TASK STATEMENT: Render the records below as a numbered list, one line per item, with blank lines omitted.

RECORDS FOR THE EXERCISE:
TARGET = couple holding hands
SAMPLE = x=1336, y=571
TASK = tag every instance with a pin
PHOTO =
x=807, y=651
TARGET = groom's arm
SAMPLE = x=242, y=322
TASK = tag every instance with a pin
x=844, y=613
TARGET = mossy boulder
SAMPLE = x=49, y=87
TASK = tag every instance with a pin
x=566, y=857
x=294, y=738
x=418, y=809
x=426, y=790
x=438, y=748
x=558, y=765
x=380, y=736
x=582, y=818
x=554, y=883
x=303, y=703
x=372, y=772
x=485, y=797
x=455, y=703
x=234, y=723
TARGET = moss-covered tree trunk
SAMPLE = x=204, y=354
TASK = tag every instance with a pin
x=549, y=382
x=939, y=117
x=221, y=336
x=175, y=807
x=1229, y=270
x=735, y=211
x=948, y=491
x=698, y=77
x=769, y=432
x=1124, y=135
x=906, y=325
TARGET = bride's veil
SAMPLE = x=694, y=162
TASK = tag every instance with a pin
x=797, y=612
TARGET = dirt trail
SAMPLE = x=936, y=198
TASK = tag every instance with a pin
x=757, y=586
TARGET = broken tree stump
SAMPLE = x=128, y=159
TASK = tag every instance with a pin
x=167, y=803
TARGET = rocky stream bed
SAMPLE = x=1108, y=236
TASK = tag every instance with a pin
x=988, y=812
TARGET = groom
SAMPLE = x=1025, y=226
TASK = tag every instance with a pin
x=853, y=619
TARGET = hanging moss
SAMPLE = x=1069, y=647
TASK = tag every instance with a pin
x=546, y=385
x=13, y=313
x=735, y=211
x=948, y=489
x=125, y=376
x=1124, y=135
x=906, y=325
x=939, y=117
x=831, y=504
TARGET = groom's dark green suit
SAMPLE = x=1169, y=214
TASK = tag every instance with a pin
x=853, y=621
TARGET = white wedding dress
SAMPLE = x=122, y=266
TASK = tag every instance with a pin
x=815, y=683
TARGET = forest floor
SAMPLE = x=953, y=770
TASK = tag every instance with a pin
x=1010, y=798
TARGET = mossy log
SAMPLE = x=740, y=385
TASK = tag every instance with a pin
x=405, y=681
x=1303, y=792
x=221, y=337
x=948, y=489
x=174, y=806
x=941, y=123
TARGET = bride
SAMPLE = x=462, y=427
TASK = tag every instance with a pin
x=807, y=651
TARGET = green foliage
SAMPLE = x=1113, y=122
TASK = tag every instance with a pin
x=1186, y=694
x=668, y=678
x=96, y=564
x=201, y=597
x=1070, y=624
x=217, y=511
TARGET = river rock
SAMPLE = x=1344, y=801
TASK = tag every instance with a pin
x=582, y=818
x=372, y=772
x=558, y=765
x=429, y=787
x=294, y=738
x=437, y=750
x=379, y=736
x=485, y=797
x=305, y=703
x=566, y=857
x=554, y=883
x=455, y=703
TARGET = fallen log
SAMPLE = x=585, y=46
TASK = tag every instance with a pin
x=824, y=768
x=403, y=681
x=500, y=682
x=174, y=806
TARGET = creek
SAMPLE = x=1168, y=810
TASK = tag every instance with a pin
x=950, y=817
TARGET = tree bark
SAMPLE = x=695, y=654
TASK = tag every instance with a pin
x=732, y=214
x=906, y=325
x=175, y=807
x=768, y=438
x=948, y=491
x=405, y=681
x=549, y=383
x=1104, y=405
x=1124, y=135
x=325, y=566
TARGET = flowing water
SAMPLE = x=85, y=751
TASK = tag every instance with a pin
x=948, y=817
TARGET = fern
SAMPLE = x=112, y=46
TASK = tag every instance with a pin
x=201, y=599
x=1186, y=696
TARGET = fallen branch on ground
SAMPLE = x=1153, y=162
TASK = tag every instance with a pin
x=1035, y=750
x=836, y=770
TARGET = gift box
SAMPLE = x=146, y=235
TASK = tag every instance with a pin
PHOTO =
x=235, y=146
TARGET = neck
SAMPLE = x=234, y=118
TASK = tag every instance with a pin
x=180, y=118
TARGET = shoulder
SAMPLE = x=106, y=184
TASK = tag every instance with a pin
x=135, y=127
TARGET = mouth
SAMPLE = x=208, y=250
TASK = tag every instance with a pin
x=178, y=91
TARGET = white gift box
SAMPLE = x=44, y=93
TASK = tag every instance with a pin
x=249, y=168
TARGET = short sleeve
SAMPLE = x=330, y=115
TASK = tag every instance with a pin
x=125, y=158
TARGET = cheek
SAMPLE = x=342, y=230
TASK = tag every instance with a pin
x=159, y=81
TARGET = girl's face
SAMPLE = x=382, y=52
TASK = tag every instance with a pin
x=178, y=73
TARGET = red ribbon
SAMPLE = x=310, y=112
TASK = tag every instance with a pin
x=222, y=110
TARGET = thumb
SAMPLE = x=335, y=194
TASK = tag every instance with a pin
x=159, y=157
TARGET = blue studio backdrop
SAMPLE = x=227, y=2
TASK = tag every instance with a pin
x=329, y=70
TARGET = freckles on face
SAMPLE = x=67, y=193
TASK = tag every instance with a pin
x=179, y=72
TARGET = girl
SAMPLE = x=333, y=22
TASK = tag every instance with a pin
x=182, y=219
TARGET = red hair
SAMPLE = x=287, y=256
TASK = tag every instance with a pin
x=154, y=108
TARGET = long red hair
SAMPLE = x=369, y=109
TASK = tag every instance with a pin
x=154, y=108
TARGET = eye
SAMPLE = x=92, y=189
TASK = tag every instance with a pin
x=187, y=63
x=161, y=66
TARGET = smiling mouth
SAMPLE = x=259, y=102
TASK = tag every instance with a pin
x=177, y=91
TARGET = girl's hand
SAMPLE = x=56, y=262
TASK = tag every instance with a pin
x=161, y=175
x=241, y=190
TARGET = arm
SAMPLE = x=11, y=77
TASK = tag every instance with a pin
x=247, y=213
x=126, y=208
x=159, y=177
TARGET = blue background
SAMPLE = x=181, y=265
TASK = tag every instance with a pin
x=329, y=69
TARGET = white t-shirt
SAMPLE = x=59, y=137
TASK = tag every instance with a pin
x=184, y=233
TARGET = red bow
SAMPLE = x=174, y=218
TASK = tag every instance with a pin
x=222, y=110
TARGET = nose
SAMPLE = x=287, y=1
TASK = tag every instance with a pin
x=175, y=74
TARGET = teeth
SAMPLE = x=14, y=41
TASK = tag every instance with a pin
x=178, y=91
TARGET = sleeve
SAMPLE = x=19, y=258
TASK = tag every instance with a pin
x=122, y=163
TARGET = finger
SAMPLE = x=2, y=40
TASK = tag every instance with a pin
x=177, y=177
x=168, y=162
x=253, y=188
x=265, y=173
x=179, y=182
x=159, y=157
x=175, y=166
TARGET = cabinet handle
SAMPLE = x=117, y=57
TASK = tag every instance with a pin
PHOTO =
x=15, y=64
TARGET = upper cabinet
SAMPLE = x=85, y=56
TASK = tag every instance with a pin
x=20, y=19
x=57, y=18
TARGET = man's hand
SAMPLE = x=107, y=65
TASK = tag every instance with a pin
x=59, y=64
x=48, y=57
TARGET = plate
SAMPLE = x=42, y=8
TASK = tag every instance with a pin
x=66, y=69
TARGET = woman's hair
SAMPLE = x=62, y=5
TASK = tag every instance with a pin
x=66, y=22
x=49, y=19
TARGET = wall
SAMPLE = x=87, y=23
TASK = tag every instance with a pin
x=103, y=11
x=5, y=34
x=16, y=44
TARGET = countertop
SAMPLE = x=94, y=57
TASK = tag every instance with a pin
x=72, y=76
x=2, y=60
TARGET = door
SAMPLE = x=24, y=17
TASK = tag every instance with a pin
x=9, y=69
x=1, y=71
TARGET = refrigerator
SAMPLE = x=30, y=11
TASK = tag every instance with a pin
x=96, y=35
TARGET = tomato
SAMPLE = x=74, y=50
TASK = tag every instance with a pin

TASK RESPONSE:
1. TARGET = couple holding hands
2. SAMPLE = x=1336, y=571
3. TASK = tag every instance with a pin
4. PHOTO =
5. x=807, y=651
6. TARGET = groom's arm
7. SAMPLE = x=242, y=322
8. TASK = tag every instance with a pin
9. x=844, y=613
10. TARGET = mossy boulder
11. SAMPLE = x=49, y=87
12. TASK = tag every instance with a pin
13. x=566, y=857
14. x=294, y=738
15. x=418, y=809
16. x=426, y=790
17. x=438, y=748
18. x=558, y=765
19. x=380, y=736
20. x=582, y=818
21. x=554, y=883
22. x=303, y=703
23. x=372, y=772
24. x=485, y=797
25. x=455, y=703
26. x=234, y=723
27. TARGET = moss-covered tree trunk
28. SAMPLE = x=204, y=354
29. TASK = tag every instance with a pin
30. x=549, y=382
31. x=939, y=117
32. x=221, y=336
33. x=175, y=807
34. x=1229, y=270
35. x=735, y=211
36. x=948, y=491
37. x=698, y=77
38. x=769, y=432
39. x=1124, y=135
40. x=906, y=325
41. TARGET = bride's veil
42. SAMPLE = x=694, y=162
43. TASK = tag every instance with a pin
44. x=797, y=612
45. TARGET = dirt trail
46. SAMPLE = x=936, y=198
47. TASK = tag every instance with a pin
48. x=757, y=586
49. TARGET = broken tree stump
50. SAMPLE = x=128, y=159
51. TASK = tag every instance with a pin
52. x=167, y=803
53. TARGET = rocky stream bed
54. SAMPLE = x=1108, y=236
55. TASK = tag every instance with a pin
56. x=988, y=812
57. TARGET = groom
58. SAMPLE = x=1025, y=226
59. TASK = tag every instance with a pin
60. x=853, y=619
61. TARGET = hanging moss
62. SAMPLE = x=1069, y=647
63. TASK = tag every instance with a pin
64. x=546, y=385
65. x=13, y=313
66. x=735, y=211
67. x=948, y=489
68. x=125, y=376
69. x=1124, y=135
70. x=906, y=325
71. x=939, y=117
72. x=831, y=504
73. TARGET = groom's dark green suit
74. SAMPLE = x=1169, y=214
75. TASK = tag every instance with a pin
76. x=853, y=621
77. TARGET = white wedding dress
78. SAMPLE = x=122, y=266
79. TASK = tag every instance with a pin
80. x=815, y=683
81. TARGET = forest floor
82. SAMPLE = x=953, y=770
83. TASK = tag every instance with a pin
84. x=1010, y=798
85. TARGET = mossy log
86. SAMPLE = x=740, y=385
87. TASK = tag every instance with a pin
88. x=405, y=681
89. x=1303, y=792
90. x=221, y=337
91. x=948, y=489
92. x=174, y=806
93. x=941, y=123
94. TARGET = bride
95. SAMPLE = x=462, y=427
96. TASK = tag every instance with a pin
97. x=807, y=651
98. TARGET = green foliage
99. SAMPLE = x=1113, y=122
100. TASK = tag every instance with a pin
101. x=1186, y=694
102. x=668, y=678
103. x=96, y=564
104. x=201, y=597
105. x=1070, y=624
106. x=217, y=511
107. TARGET = river rock
108. SAMPLE = x=1344, y=801
109. TASK = tag every instance with a pin
110. x=582, y=818
111. x=372, y=772
112. x=558, y=765
113. x=429, y=787
114. x=294, y=738
115. x=437, y=750
116. x=379, y=736
117. x=485, y=797
118. x=305, y=703
119. x=566, y=857
120. x=554, y=883
121. x=455, y=703
122. TARGET = fallen log
123. SAMPLE = x=585, y=46
124. TASK = tag every instance with a pin
125. x=824, y=768
126. x=403, y=681
127. x=500, y=682
128. x=174, y=806
129. TARGET = creek
130. SAMPLE = x=1168, y=810
131. TASK = tag every instance with a pin
132. x=950, y=817
133. TARGET = tree bark
134. SAMPLE = x=695, y=654
135. TASK = tag every instance with a pin
136. x=732, y=214
137. x=906, y=325
138. x=175, y=807
139. x=768, y=438
140. x=948, y=491
141. x=405, y=681
142. x=549, y=383
143. x=1104, y=405
144. x=1124, y=135
145. x=325, y=566
146. TARGET = flowing water
147. SAMPLE = x=85, y=751
148. TASK = tag every instance with a pin
149. x=948, y=817
150. TARGET = fern
151. SAMPLE = x=112, y=46
152. TASK = tag every instance with a pin
153. x=201, y=599
154. x=1186, y=696
155. TARGET = fallen branch on ground
156. SAMPLE = x=1153, y=162
157. TASK = tag every instance with a pin
158. x=1035, y=750
159. x=836, y=770
160. TARGET = gift box
161. SAMPLE = x=146, y=235
162. TASK = tag every instance with a pin
163. PHOTO =
164. x=235, y=146
165. TARGET = neck
166. SAMPLE = x=234, y=118
167. TASK = tag every instance with a pin
168. x=180, y=118
169. TARGET = shoulder
170. SAMPLE = x=106, y=184
171. TASK = tag every instance with a pin
172. x=135, y=127
173. TARGET = mouth
174. SAMPLE = x=208, y=250
175. TASK = tag every instance with a pin
176. x=178, y=91
177. TARGET = white gift box
178. SAMPLE = x=44, y=93
179. TASK = tag every instance with a pin
180. x=249, y=168
181. TARGET = short sleeve
182. SAMPLE = x=330, y=115
183. TASK = tag every instance with a pin
184. x=125, y=158
185. TARGET = cheek
186. SAMPLE = x=342, y=230
187. TASK = tag every instance with a pin
188. x=159, y=81
189. TARGET = girl's face
190. SAMPLE = x=382, y=52
191. TASK = tag every instance with a pin
192. x=178, y=73
193. TARGET = red ribbon
194. SAMPLE = x=310, y=112
195. TASK = tag every instance with a pin
196. x=222, y=110
197. TARGET = thumb
198. SAMPLE = x=335, y=194
199. TASK = tag every instance with a pin
200. x=159, y=157
201. TARGET = blue studio backdrop
202. SAMPLE = x=227, y=2
203. TASK = tag every instance with a pin
204. x=329, y=70
205. TARGET = freckles on face
206. SAMPLE = x=67, y=193
207. TASK = tag every instance with a pin
208. x=179, y=72
209. TARGET = girl
210. SAMPLE = x=333, y=22
211. TASK = tag every instance with a pin
212. x=182, y=219
213. TARGET = red hair
214. SAMPLE = x=287, y=256
215. TASK = tag every instance with a pin
216. x=154, y=108
217. TARGET = long red hair
218. SAMPLE = x=369, y=109
219. TASK = tag every instance with a pin
220. x=154, y=108
221. TARGET = eye
222. SAMPLE = x=92, y=189
223. TASK = tag every instance with a pin
224. x=187, y=63
225. x=161, y=66
226. TARGET = smiling mouth
227. SAMPLE = x=259, y=102
228. TASK = tag every instance with a pin
229. x=177, y=91
230. TARGET = girl's hand
231. SAMPLE = x=56, y=262
232. TASK = tag every instance with a pin
233. x=161, y=175
234. x=241, y=190
235. TARGET = arm
236. SAMPLE = x=11, y=77
237. TASK = tag every instance with a pin
238. x=247, y=213
239. x=126, y=208
240. x=159, y=177
241. TARGET = blue background
242. SAMPLE = x=181, y=265
243. TASK = tag every instance with a pin
244. x=329, y=69
245. TARGET = white t-shirt
246. SAMPLE = x=59, y=137
247. TASK = tag every instance with a pin
248. x=184, y=233
249. TARGET = red bow
250. SAMPLE = x=174, y=218
251. TASK = tag every instance with a pin
252. x=222, y=110
253. TARGET = nose
254. SAMPLE = x=287, y=1
255. TASK = tag every instance with a pin
256. x=175, y=74
257. TARGET = teeth
258. SAMPLE = x=14, y=41
259. TASK = tag every instance with a pin
260. x=178, y=91
261. TARGET = sleeve
262. SAMPLE = x=19, y=258
263. TASK = tag every instance with a pin
264. x=122, y=163
265. TARGET = finger
266. SAMPLE = x=2, y=40
267. TASK = tag every instance with a pin
268. x=177, y=177
269. x=168, y=162
270. x=253, y=188
271. x=265, y=173
272. x=179, y=182
273. x=159, y=157
274. x=175, y=166
275. TARGET = cabinet handle
276. SAMPLE = x=117, y=57
277. TASK = tag every instance with a pin
278. PHOTO =
279. x=15, y=64
280. TARGET = upper cabinet
281. SAMPLE = x=85, y=56
282. TASK = tag every instance with a pin
283. x=20, y=19
284. x=57, y=18
285. TARGET = man's hand
286. SAMPLE = x=107, y=65
287. TASK = tag every instance with a pin
288. x=59, y=64
289. x=48, y=57
290. TARGET = plate
291. SAMPLE = x=42, y=8
292. TASK = tag every instance with a pin
293. x=66, y=69
294. TARGET = woman's hair
295. SAMPLE = x=62, y=5
296. TASK = tag every instance with a pin
297. x=66, y=22
298. x=49, y=19
299. TARGET = wall
300. SAMPLE = x=87, y=23
301. TASK = tag every instance with a pin
302. x=103, y=11
303. x=5, y=34
304. x=16, y=44
305. TARGET = countertop
306. SAMPLE = x=94, y=57
307. TASK = tag every instance with a pin
308. x=72, y=76
309. x=2, y=60
310. TARGET = door
311. SAMPLE = x=24, y=17
312. TASK = tag every instance with a pin
313. x=9, y=69
314. x=1, y=71
315. TARGET = refrigerator
316. SAMPLE = x=30, y=11
317. TASK = tag every instance with a pin
318. x=96, y=35
319. TARGET = tomato
320. SAMPLE = x=74, y=50
321. TASK = tag every instance with a pin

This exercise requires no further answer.